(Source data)
● ● ●

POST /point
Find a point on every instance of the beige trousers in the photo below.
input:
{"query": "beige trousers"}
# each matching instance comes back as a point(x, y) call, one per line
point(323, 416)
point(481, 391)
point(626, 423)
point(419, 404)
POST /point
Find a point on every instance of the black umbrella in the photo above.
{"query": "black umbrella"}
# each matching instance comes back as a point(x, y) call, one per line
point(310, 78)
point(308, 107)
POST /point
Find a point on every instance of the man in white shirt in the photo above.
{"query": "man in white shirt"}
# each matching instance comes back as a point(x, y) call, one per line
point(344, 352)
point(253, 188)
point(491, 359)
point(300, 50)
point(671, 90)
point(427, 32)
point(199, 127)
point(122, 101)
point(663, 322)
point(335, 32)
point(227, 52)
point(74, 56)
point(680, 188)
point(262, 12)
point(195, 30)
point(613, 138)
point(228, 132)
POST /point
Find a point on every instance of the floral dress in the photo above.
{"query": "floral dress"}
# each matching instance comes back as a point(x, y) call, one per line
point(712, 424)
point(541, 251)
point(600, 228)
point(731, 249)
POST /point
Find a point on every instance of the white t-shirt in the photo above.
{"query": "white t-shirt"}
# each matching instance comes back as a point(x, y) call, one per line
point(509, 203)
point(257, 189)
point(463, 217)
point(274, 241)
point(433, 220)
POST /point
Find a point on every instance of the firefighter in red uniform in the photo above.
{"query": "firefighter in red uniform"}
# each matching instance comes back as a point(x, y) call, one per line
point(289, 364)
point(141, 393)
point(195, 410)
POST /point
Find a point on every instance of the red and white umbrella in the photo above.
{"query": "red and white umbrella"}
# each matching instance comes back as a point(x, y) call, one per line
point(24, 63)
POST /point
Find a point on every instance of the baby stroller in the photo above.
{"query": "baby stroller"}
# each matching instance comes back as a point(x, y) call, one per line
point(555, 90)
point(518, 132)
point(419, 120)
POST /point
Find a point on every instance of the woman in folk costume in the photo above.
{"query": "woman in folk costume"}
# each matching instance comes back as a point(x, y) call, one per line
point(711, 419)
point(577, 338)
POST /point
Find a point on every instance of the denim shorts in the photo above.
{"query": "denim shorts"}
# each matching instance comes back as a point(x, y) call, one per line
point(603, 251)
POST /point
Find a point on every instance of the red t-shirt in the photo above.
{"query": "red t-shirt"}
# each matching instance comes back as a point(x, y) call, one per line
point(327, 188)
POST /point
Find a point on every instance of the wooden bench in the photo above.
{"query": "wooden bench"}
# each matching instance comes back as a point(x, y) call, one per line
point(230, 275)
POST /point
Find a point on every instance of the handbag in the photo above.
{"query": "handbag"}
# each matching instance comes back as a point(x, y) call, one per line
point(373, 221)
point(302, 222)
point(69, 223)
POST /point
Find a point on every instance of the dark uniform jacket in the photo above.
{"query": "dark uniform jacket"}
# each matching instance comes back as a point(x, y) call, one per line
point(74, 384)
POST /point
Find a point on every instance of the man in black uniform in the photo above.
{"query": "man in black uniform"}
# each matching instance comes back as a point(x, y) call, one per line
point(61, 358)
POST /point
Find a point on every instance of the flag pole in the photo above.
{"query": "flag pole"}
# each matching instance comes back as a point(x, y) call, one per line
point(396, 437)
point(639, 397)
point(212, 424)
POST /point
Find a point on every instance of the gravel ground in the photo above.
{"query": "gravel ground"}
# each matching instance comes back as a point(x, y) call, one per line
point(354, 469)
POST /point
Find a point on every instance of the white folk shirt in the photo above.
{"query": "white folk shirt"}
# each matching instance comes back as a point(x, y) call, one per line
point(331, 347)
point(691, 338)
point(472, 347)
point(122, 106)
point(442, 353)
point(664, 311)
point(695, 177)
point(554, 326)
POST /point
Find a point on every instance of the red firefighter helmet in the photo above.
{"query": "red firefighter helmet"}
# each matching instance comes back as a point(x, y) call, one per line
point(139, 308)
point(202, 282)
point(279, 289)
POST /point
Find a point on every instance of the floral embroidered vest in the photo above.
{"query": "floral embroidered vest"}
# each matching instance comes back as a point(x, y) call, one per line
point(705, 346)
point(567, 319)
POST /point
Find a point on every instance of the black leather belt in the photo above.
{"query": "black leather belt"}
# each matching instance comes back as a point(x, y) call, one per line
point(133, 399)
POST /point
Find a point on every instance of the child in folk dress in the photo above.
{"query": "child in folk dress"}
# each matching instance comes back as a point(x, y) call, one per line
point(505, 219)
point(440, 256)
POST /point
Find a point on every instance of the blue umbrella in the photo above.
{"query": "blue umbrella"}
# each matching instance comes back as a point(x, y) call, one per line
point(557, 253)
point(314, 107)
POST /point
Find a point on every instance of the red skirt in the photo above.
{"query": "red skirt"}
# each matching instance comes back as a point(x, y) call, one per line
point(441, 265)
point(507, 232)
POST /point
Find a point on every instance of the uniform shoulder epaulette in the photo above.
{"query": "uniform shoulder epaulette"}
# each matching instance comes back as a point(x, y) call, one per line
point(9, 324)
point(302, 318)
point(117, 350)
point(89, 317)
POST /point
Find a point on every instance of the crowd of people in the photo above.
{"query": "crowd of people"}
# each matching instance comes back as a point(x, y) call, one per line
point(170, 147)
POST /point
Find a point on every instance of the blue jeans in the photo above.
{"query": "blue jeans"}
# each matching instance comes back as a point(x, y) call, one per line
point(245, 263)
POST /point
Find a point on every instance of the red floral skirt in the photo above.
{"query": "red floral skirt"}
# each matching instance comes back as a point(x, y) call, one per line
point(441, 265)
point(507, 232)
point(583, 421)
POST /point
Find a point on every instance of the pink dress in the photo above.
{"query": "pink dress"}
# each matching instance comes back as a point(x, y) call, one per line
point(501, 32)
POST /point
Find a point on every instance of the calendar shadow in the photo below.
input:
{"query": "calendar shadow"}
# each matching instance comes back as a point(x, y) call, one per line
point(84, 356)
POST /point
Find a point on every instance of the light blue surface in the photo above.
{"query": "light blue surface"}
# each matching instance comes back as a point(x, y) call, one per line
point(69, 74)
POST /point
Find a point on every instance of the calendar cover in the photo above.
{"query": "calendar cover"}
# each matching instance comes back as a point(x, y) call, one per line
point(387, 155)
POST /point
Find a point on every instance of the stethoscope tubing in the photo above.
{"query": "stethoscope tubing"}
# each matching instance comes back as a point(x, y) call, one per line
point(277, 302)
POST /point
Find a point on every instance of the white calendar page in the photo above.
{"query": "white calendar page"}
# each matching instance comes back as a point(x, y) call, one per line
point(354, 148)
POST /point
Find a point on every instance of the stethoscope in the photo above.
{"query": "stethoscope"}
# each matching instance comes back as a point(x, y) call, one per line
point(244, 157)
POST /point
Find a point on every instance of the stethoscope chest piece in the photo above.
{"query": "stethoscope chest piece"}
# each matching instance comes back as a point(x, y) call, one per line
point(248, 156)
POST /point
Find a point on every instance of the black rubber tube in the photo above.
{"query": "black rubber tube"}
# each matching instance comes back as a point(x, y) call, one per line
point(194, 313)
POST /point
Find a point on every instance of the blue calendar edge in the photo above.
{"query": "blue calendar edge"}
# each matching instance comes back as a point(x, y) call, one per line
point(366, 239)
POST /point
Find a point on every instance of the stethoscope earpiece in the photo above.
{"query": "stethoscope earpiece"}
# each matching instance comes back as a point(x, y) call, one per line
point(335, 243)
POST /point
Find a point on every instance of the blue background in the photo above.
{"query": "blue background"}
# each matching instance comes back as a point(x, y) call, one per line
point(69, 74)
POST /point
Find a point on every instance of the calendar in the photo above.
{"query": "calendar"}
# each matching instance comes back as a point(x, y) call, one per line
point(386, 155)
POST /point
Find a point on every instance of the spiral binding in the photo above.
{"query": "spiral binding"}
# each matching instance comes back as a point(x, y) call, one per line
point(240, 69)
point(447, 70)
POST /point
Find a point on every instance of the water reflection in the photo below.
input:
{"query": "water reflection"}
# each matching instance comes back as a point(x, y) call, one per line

● ● ●

» THE PROBLEM: Reproduce the listing above without any changes, from its first line through the line holding "point(228, 132)", with both ends included.

» IN RESPONSE:
POST /point
Find a point on every instance of the beige trousers in the photo below.
input:
{"query": "beige trousers"}
# each matching instance comes back as a point(x, y) call, one per line
point(323, 416)
point(481, 391)
point(626, 423)
point(419, 404)
POST /point
Find a point on every instance of the black umbrella in the photo above.
{"query": "black umbrella"}
# each matching instance comes back as a point(x, y) call, one per line
point(310, 78)
point(308, 107)
POST /point
Find a point on every instance of the man in white shirt in the photo above.
{"query": "man in white shirt"}
# each matching instance comes back as a point(x, y) call, one per line
point(344, 352)
point(253, 188)
point(491, 359)
point(300, 50)
point(671, 90)
point(427, 32)
point(199, 127)
point(122, 101)
point(663, 322)
point(335, 32)
point(227, 52)
point(74, 56)
point(680, 188)
point(262, 12)
point(195, 30)
point(613, 138)
point(228, 132)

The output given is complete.